* ЗАДАНИЯ
A. Перечислите все аксессуары, которые называет статья о выставке Скиапарелли.
B. Повторите дословно отрывок из статьи о выставке Скиапарелли от «В Париже чествуют» до «Музее декоративного искусства.».

* СТРАНИЦА
%%
В Париже чествуют знаменитую итальянку, самого эксцентричного дизайнера XX века Эльзу Скиапарелли. О ее творческой судьбе, о художниках-авангардистах, с которыми она создавала «нечто большее, чем просто платья на продажу», и о влиянии на современных дизайнеров рассказывает выставка «Shocking! Сюрреалистические миры Эльзы Скиапарелли» в Музее декоративного искусства.
Фото: Thierry Chesnot / Getty Images
В мир Эльзы Скиапарелли опытная сценограф Натали Креньер — та самая, что оформляла ретроспективу Dior, гремевшую от Парижа до Москвы,— отправляет без предупреждения. Не успеваешь открыть дверь, как проваливаешься, словно Алиса в кроличью нору, в светлый зал, обклеенный с пола до потолка тысячами рисунков. Это листы коллекций из личного архива Скиапарелли. Разглядывать их крайне любопытно — они складываются в увлекательнейший калейдоскоп форм и объемов, лихо закрученных вокруг тела. Оно стержень и отправная точка всех ее поисков. Дальше можно ломать линии, усиливать асимметрию, акцентировать детали, вязать банты, добавлять подплечники, вышивать, каламбурить и вдоль веселиться. С этой ролью здорово справлялись аксессуары, и на выставке им дают выговориться сполна. Тут и гребенки-мухоморы, и фантазийные колье Жана Шлюмберже, и бусы из аспирина Эльзы Триоле, и птицы-запонки, и броши Альберто Джакометти, и первые браслеты и серьги из плексигласа — впечатляющий разгул фантазии. Но как бы далеко ни заводила Скиапарелли креативность, врожденное чувство гармонии ей не изменяло. Включение тела в художественную фантазию, его переосмысление — ключевая идея, сближающая Скиапарелли с сюрреалистами.
%%
* ИЗВЛЕЧЁННЫЕ ДАННЫЕ
%%
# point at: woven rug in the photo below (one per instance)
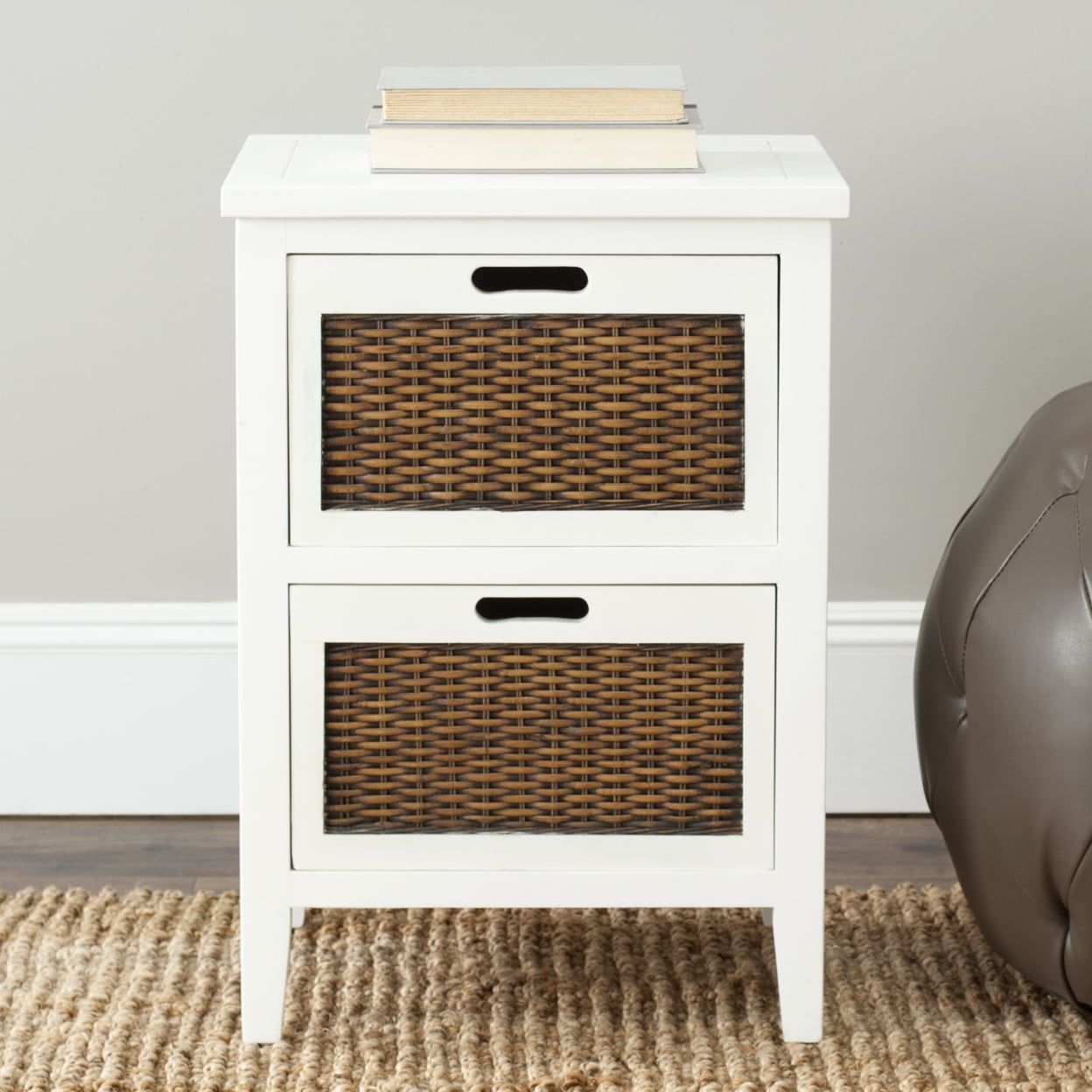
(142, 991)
%%
%%
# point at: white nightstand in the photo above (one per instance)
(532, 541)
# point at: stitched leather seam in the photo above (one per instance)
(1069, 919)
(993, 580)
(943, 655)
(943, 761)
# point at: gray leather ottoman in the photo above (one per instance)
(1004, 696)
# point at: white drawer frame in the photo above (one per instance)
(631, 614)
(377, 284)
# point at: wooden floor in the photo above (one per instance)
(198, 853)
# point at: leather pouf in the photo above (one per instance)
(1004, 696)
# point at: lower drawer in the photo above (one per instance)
%%
%%
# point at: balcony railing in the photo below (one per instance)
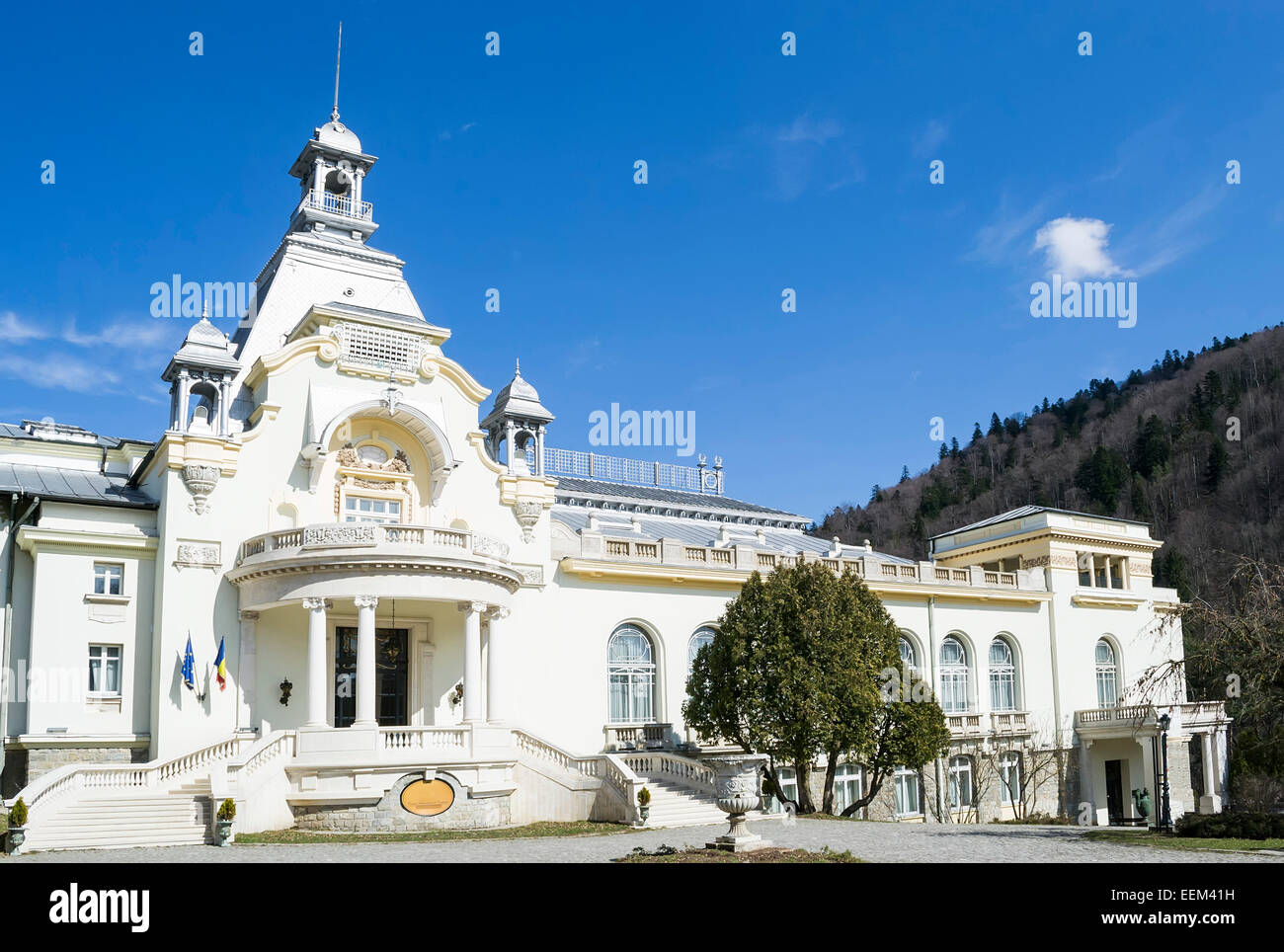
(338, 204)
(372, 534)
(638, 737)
%%
* ОТВЕТЫ
A.
- гребенки-мухоморы
- фантазийные колье Жана Шлюмберже
- бусы из аспирина Эльзы Триоле
- птицы-запонки
- броши Альберто Джакометти
- первые браслеты и серьги из плексигласа

B.
В Париже чествуют знаменитую итальянку, самого эксцентричного дизайнера XX века Эльзу Скиапарелли. О ее творческой судьбе, о художниках-авангардистах, с которыми она создавала «нечто большее, чем просто платья на продажу», и о влиянии на современных дизайнеров рассказывает выставка «Shocking! Сюрреалистические миры Эльзы Скиапарелли» в Музее декоративного искусства.